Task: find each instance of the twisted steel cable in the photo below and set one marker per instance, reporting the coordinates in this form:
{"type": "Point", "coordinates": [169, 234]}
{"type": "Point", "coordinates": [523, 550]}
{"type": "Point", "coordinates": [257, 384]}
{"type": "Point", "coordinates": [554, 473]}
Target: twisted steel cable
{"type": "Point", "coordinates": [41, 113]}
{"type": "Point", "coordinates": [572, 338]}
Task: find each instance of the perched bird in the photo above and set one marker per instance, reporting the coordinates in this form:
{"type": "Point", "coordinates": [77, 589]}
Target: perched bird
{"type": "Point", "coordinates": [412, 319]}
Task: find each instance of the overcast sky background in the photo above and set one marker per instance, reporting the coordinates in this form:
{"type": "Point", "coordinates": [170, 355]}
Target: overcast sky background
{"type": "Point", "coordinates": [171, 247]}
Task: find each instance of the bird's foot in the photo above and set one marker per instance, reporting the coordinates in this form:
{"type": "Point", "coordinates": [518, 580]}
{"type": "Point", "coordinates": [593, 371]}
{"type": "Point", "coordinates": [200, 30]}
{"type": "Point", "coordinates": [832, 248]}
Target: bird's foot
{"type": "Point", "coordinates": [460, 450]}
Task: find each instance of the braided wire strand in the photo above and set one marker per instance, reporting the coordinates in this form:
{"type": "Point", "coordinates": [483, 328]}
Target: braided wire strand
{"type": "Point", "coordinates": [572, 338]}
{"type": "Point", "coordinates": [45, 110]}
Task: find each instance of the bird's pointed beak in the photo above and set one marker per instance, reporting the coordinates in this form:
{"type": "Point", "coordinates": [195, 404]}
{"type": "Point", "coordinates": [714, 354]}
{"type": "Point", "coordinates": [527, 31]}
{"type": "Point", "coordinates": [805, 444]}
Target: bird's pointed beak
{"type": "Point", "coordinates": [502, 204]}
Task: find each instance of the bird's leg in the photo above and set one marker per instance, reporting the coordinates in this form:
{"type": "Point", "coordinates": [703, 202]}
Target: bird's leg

● DIRECTIONS FOR THIS TASK
Every line from the one holding "Task: find each instance of the bird's pointed" through the final line of the listing must be echoed exactly; leave out all other lines.

● RESULT OF THE EXERCISE
Task: find each instance of the bird's pointed beak in the photo above and set one marker per instance, reporting the coordinates in this form:
{"type": "Point", "coordinates": [195, 404]}
{"type": "Point", "coordinates": [714, 354]}
{"type": "Point", "coordinates": [527, 31]}
{"type": "Point", "coordinates": [805, 444]}
Target: bird's pointed beak
{"type": "Point", "coordinates": [502, 204]}
Task: find each instance of the bird's leg in the photo above and set one marker per instance, reporting the coordinates in this form:
{"type": "Point", "coordinates": [703, 202]}
Target: bird's leg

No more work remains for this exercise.